[WORK INSTRUCTIONS]
Write out exactly, with no other output, the lines below from the one that contains "Would you be so kind as to locate the table" through the end.

[DATASET EXTRACT]
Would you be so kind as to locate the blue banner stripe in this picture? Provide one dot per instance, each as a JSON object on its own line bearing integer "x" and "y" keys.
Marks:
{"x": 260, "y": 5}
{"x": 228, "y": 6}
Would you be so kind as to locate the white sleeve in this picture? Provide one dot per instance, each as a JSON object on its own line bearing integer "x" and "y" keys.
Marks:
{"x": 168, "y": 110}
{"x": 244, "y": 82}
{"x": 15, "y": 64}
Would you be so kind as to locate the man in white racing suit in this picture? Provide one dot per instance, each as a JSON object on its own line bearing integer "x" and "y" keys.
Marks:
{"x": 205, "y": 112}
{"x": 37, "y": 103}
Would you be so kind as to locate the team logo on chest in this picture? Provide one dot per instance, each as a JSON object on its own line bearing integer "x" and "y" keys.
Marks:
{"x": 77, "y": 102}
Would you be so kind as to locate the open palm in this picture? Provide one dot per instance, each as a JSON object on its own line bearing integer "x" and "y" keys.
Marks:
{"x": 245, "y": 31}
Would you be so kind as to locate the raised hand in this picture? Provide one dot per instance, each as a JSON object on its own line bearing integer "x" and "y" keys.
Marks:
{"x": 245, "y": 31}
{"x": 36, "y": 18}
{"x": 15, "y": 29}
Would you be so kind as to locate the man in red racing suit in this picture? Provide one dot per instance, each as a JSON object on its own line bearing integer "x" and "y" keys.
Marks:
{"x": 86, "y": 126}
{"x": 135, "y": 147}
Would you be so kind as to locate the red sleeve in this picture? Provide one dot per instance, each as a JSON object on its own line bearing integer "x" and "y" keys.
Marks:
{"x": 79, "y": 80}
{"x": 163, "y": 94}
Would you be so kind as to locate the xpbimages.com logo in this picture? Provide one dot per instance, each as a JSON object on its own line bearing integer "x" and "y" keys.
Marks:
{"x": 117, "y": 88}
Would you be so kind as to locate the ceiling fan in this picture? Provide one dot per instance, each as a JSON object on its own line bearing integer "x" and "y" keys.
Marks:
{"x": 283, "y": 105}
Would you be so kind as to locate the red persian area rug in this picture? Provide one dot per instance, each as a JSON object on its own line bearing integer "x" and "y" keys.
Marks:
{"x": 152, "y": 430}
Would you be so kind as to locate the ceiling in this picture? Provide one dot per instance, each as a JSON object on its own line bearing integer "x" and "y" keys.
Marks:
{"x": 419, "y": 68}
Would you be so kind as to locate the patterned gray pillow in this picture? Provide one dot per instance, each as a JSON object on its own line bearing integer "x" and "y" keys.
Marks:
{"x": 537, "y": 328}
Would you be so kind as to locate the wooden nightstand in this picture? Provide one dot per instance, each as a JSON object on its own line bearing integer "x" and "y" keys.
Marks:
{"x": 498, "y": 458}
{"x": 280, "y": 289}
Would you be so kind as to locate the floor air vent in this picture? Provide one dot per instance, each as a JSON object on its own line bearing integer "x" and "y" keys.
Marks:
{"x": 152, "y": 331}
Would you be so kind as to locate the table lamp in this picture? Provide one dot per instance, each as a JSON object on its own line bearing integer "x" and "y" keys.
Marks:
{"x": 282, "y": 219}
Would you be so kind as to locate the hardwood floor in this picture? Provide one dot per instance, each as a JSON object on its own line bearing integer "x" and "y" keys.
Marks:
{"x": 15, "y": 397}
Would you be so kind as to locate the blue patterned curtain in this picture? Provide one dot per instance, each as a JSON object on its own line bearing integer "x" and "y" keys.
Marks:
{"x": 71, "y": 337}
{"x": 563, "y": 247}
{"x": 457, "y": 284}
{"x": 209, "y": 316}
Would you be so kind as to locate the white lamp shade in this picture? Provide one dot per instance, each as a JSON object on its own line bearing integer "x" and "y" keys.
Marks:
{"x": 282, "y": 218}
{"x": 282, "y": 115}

[RESPONSE]
Would you be so kind as to locate the table lamp in this picture? Provide one dot per instance, each as a JSON object on its own line bearing integer "x" and "y" keys.
Marks:
{"x": 282, "y": 219}
Would you be so kind as to locate the hardwood floor in this picture? Provide one dot per instance, each as a JSON object on its own line bearing integer "x" and "y" keys.
Marks:
{"x": 15, "y": 397}
Would you be so kind as to locate the blue patterned curtain in this picture? Provide one dot per instance, each as a JSON object on its own line bearing integer "x" and "y" keys.
Marks:
{"x": 71, "y": 337}
{"x": 563, "y": 247}
{"x": 457, "y": 284}
{"x": 209, "y": 316}
Would you be so kind as to locate the white lamp shade in this picture? Provide one dot per instance, each as a JSON object on its own line bearing integer "x" and "y" keys.
Marks:
{"x": 282, "y": 218}
{"x": 282, "y": 115}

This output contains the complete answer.